Skip to content

Performance: add dry-run mode and sanity-range assertions to CodeVitals posting#49999

Draft
LiamSarsfield wants to merge 10 commits into
trunkfrom
add/codevitals-dry-run-sanity-checks
Draft

Performance: add dry-run mode and sanity-range assertions to CodeVitals posting#49999
LiamSarsfield wants to merge 10 commits into
trunkfrom
add/codevitals-dry-run-sanity-checks

Conversation

@LiamSarsfield

@LiamSarsfield LiamSarsfield commented Jun 26, 2026

Copy link
Copy Markdown
Contributor

Proposed changes

  • CodeVitals is append-only with no self-service rollback, so a bad metric (wrong key, out-of-range value, scale error) permanently pollutes the trend graph. This adds a Phase 0 safety layer to post-to-codevitals.js before we expand the metrics surface area.
  • --dry-run flag: builds and prints the full payload, skips the POST, and needs no CODEVITALS_TOKEN, so it works as a CI smoke test. Exposed as pnpm report:dry.
  • Sanity-range assertions: each typed metric is checked against SANITY_RANGES in scenarios.js before posting. An out-of-range value is logged and skipped (never posted), and the script exits non-zero so CI surfaces it. Other valid metrics in the same run still post.

> **THE DATA**

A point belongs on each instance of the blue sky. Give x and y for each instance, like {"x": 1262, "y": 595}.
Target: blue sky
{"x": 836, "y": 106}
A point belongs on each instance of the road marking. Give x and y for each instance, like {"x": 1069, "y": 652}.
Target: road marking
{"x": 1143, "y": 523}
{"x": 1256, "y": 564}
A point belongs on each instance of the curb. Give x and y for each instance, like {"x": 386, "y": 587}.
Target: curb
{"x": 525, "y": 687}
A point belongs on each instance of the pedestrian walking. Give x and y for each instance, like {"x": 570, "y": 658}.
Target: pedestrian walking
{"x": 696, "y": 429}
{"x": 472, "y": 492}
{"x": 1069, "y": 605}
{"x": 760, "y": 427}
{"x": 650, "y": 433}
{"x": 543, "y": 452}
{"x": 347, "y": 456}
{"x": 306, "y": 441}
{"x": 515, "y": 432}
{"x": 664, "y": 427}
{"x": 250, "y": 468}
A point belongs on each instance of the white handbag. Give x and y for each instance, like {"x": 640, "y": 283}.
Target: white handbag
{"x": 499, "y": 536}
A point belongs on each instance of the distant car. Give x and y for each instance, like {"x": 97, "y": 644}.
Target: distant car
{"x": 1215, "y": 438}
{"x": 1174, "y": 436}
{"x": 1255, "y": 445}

> **DIRECTIONS**
[1] Scale the rows from the line holding "A point belongs on each instance of the curb." through the end of the rows, inclusive, and give only those lines again, requests included. Multiply every x and y coordinate in the answers by 1.05 and round to whole numbers, with halves rounding up, but leave the requests and their format samples unchanged.
[2] Extend the pull request on CodeVitals dry-run mode and sanity checks from where it stops.

> **REPLIES**
[1]
A point belongs on each instance of the curb. Give x and y for each instance, like {"x": 386, "y": 587}.
Target: curb
{"x": 551, "y": 721}
A point belongs on each instance of the pedestrian walking. Give x and y for each instance, like {"x": 570, "y": 658}.
Target: pedestrian walking
{"x": 731, "y": 450}
{"x": 496, "y": 517}
{"x": 1122, "y": 635}
{"x": 798, "y": 448}
{"x": 683, "y": 455}
{"x": 570, "y": 475}
{"x": 364, "y": 479}
{"x": 321, "y": 463}
{"x": 541, "y": 454}
{"x": 697, "y": 448}
{"x": 263, "y": 491}
A point belongs on each instance of the white handbag. Give x and y for each instance, like {"x": 640, "y": 283}.
Target: white handbag
{"x": 524, "y": 563}
A point belongs on each instance of the distant car. Give x and y for each instance, like {"x": 97, "y": 644}.
Target: distant car
{"x": 1276, "y": 460}
{"x": 1233, "y": 458}
{"x": 1318, "y": 467}

[2]
  • The guard fails closed. A typed metric whose type has no SANITY_RANGES row (a typo, or a forgotten row) and any non-finite value (null, NaN, a numeric string) are rejected rather than posted unchecked. The non-finite check runs for every entry, so even an untyped legacy entry can never post null/NaN; only the range check is skipped for it. A scenario that sets an exact metricKey but omits metricType now fails closed as a validation error (it exits with the data-integrity code 2, surfaced by the dry-run smoke test, so the runner can never suppress it under --allow-codevitals-failure) instead of slipping through as an untyped entry and posting any finite value unchecked, which closes the exact path this guard protects. These typed cases are unreachable on today's single lcp metric but become reachable the moment a second metric type is wired, which is what this foundation protects.
  • Guarded main() so the script runs only when invoked directly and the pure helpers stay importable by the tests. The check compares real filesystem paths (import.meta.filename vs a realpath'd argv[1]), so a checkout whose path contains a space or non-ASCII char, or resolves through a symlink, still runs main() instead of silently exiting 0 having done nothing.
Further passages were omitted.